[Referring expression data]
- - - -
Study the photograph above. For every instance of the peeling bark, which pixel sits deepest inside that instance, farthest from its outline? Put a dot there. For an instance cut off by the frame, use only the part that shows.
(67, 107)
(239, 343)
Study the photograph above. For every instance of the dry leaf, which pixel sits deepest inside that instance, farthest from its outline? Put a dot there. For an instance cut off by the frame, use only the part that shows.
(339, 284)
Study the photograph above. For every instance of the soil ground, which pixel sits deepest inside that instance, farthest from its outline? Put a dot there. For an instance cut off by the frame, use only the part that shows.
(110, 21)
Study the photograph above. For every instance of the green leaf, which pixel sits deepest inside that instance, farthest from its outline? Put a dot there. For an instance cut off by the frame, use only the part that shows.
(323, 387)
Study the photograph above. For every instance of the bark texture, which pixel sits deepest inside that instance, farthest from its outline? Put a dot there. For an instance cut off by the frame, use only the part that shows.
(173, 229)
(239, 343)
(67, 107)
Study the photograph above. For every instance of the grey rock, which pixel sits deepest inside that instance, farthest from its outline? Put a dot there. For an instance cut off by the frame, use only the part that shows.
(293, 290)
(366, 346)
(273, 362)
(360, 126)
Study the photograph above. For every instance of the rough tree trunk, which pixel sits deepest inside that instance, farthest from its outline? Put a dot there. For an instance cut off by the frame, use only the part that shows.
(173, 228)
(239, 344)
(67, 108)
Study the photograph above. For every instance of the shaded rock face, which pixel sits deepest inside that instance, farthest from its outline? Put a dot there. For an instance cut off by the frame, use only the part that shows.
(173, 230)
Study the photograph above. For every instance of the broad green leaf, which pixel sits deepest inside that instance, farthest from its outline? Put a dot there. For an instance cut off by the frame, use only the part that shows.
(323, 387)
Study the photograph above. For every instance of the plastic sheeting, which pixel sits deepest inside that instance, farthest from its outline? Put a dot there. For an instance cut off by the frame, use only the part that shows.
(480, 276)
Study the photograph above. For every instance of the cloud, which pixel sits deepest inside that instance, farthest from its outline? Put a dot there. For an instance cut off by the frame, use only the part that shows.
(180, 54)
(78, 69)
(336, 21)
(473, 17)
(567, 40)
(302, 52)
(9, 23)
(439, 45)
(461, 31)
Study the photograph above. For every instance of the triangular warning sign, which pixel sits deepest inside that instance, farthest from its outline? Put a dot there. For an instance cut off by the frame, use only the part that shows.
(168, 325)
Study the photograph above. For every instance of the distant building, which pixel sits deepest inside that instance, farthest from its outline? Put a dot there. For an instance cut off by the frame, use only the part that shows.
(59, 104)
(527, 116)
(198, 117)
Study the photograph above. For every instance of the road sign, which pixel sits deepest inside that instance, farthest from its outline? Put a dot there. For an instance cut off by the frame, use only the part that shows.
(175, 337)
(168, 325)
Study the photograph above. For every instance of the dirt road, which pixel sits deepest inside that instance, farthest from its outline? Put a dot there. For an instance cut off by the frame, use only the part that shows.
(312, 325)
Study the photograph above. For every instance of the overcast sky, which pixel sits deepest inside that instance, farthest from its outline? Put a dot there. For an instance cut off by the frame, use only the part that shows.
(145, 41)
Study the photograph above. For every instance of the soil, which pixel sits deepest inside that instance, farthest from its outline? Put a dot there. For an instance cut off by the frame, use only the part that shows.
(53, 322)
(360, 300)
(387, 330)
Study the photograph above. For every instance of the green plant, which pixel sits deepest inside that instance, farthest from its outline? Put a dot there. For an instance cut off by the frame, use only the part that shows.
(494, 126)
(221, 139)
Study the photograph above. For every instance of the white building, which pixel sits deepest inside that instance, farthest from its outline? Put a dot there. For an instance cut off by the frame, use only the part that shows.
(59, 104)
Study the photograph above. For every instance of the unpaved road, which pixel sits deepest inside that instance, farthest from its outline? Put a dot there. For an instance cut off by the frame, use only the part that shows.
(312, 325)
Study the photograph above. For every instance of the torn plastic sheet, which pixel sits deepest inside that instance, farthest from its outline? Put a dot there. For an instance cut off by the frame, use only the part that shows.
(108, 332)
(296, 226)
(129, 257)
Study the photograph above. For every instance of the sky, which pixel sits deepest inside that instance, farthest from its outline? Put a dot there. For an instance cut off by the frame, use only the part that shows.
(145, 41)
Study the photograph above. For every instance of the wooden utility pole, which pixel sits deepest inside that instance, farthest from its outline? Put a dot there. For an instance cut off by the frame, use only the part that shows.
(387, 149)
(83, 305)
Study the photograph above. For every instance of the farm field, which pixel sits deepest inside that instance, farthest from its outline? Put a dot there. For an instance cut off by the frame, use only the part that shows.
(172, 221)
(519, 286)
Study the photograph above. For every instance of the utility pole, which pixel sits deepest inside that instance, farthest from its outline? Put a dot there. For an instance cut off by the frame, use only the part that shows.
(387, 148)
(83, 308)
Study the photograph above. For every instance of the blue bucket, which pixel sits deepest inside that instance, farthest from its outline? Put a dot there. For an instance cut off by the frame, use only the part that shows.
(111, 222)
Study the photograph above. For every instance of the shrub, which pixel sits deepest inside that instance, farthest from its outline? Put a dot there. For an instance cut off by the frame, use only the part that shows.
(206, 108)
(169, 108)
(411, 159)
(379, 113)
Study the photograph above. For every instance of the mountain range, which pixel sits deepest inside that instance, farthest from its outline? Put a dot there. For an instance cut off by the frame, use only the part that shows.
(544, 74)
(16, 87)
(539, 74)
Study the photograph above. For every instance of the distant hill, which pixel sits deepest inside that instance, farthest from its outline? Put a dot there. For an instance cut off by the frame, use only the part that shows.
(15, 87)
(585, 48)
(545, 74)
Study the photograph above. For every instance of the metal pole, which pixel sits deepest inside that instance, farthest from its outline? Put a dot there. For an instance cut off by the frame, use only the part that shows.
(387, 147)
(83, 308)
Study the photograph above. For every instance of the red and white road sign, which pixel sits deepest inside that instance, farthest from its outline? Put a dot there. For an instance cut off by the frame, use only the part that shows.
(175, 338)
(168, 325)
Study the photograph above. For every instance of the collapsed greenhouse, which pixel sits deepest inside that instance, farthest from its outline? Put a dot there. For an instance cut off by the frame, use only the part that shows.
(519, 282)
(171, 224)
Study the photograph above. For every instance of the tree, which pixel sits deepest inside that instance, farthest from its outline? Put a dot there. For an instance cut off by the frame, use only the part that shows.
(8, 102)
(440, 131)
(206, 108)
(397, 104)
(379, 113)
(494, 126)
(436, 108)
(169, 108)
- - - -
TASK TO COMPLETE: Repeat the lines above with every word intact.

FINISHED EXERCISE:
Study the photograph above. For every instance of the peeling bark, which pixel sits deepest inside that instance, farthest from its outline? Put a dot there. For an instance cut off by the frame, use only the part that shows.
(67, 107)
(239, 343)
Study the photograph above. For every instance of the dry leaf, which pixel sits deepest inside that instance, farthest from its outline? Put a dot there. For an instance cut off by the frame, use only the part that shows.
(339, 284)
Study the photograph above. For every instance of the soil ground, which pixel sits deepest inside that instance, farthest from its outline? Put a dot there. For an instance cut off by the frame, use only the part that shows.
(110, 21)
Study the photograph above. For every instance of the green leaf, which pixel sits deepest inside that instance, farthest from its outline? Put a dot there. For an instance cut off by the frame, use only the part that shows.
(323, 387)
Study the photograph above. For every instance of the bark texture, which pixel sits deepest inside that instance, farthest from its outline? Put a dot there. For an instance cut off by the frame, use only the part that shows.
(173, 229)
(239, 343)
(67, 107)
Study the photograph above. For every instance of the grey rock, which pixel sits deepest inside that instance, farthest from its outline? Put a dot there. For an instance cut off by the frame, use only the part that shows.
(293, 290)
(366, 346)
(273, 362)
(360, 126)
Study the photograph above. For every instance of the rough tree trunk, which pixel sits deepest inside that instance, farthest from its outline? Put a dot there. For an instance cut off by the frame, use only the part that shows.
(173, 228)
(239, 344)
(67, 108)
Study the photograph above. For every instance of the shaded rock face, which pixel sits deepest inside that instance, farthest from its outline? Put a dot there. For an instance cut off by the frame, use only the part that shows.
(173, 230)
Study the photograph above. For every instance of the broad green leaf, which pixel sits deepest inside that instance, farthest from its outline? Put a dot there. For an instance cut off by the frame, use only the part that shows.
(323, 387)
Study the photograph above. For every instance of the plastic sheeting, which pixel sits deepest inside that instance, farthest from its outline? Put a dot there. For an instance cut off by the frame, use only the part that shows.
(480, 276)
Study the photograph above. For every instance of the cloud, which pixel sits deepest inside that instance, farthest from its outline? Put a dot there. For an instance cut off by the frame, use only the part that shows.
(180, 54)
(78, 69)
(336, 21)
(473, 17)
(567, 40)
(302, 52)
(9, 23)
(439, 45)
(461, 31)
Study the photograph above. For every instance of the triangular warning sign, which pixel sits deepest inside that instance, farthest from its outline? Put a dot there. For an instance cut off by the frame, use only the part that shows.
(168, 325)
Study the photograph above. For every instance of the distant building, which pixel sits deepest inside that instance, farthest from its outline? Put a dot there. For an instance cut off by the frame, use only the part that shows.
(59, 104)
(527, 116)
(198, 117)
Study the photograph above. For every instance of the road sign, which pixel sits deepest inside that instance, farthest from its outline? Put a dot there. For an instance cut off by the frame, use only the part that shows.
(175, 337)
(168, 325)
Study the photograph above. For every instance of the dirt road, which pixel sits deepest inside that instance, farthest from its outline? Put a dot there. For an instance cut off by the frame, use only the part that shows.
(312, 325)
Study the photograph above. For every instance of the overcast sky, which pixel sits deepest inside that instance, farthest from its outline? Put a dot there. For an instance cut off by the frame, use only the part that shows.
(145, 41)
Study the photograph above. For every instance of the soil, which pixel sits deepest inside that instance, farthest from its outline? Put a dot there. For an instance cut off by the frame, use only the part that shows.
(53, 322)
(360, 300)
(387, 330)
Study the photograph above. For every instance of the green plant, which pixel sits deepest inside that instance, farthest from its outline? Put a dot there. For an instance cut off by the frame, use only the part that shows.
(494, 126)
(221, 139)
Study the photograph above. For every instance of the white building, which pixel sits deepest inside that instance, farthest from its outline? Put a dot there. For an instance cut off by the frame, use only the part that shows.
(59, 104)
Study the photograph above. For every instance of the unpaved road, which pixel sits deepest inside that instance, farthest from its outline? Put a dot there. For an instance cut off by the frame, use only the part that shows.
(312, 325)
Study the photograph above. For every instance of the torn plastic sheet, which pixel sits deepest inside that instance, farthest from its outline? Put a dot there. For an instance cut off by the frame, use only the part that shows.
(108, 332)
(296, 226)
(129, 257)
Study the photograph above. For every instance of the sky, which pixel sits deepest inside that instance, farthest from its outline? Put a dot there. For an instance cut off by the frame, use only the part that shows.
(145, 41)
Study the photograph above. For every instance of the wooden utility pole, which pixel sits deepest inside that instance, farthest from its outline? Put a dot there. For an instance cut off by the frame, use only the part that shows.
(387, 149)
(83, 305)
Study the photograph above. For every instance of the farm field, which pixel sits deepest inside that instance, farthest from its outline? Put a dot there. For an instance cut off by the frame, use only the part that shows.
(172, 221)
(519, 286)
Study the photograph above. For every instance of the utility pole, which pixel sits deepest inside that instance, farthest from its outline? Put a dot there. For an instance cut off by the frame, use only the part that shows.
(387, 148)
(83, 308)
Study the photograph above. For every instance of the blue bucket, which pixel sits deepest inside that instance, farthest from its outline? Put a dot there. For an instance cut off by the frame, use only the part that shows.
(111, 222)
Study the photograph above. For every instance of the shrub, which pixel sits deepest inside that instance, farthest from its outline? Put a dot there. For an instance cut off by the frame, use only the part that shows.
(206, 108)
(169, 108)
(411, 159)
(379, 113)
Study the photograph above. For every instance of the mountain range, which pixel sits deepest inside that instance, farthest from its outline? Put a dot there. For an instance cut off by the frame, use only the part that shows.
(544, 74)
(16, 87)
(539, 74)
Study the photograph above. For every instance of the distant hill, which pixel sits deepest inside that instance, farthest from its outline? Put a dot there. For an instance cut off by the frame, use only the part that shows.
(15, 87)
(585, 48)
(545, 74)
Study the photograph above. For every instance of the metal pole, which pixel sits deepest inside that instance, farthest from its outline? Put a dot there. For an instance cut off by the frame, use only the part that shows.
(387, 147)
(83, 308)
Study the photograph above. For every instance of the red and white road sign, which pixel sits deepest inside that instance, farthest from its outline? Put a dot there. For an instance cut off by the frame, use only the part that shows.
(175, 338)
(168, 325)
Study the photograph above. For every instance of the collapsed greenhouse, which pixel sits deepest inside that instance, farthest from its outline? Put a dot there. For an instance cut off by the frame, use only the part that shows.
(519, 282)
(171, 224)
Study the photograph above. For every instance of the tree, which pixel sits deepest inside that instance, farthest from its outline? Put a dot there. For an instance cut off by the frame, use only the part that shows.
(8, 102)
(440, 131)
(206, 108)
(397, 104)
(379, 113)
(494, 126)
(436, 108)
(169, 108)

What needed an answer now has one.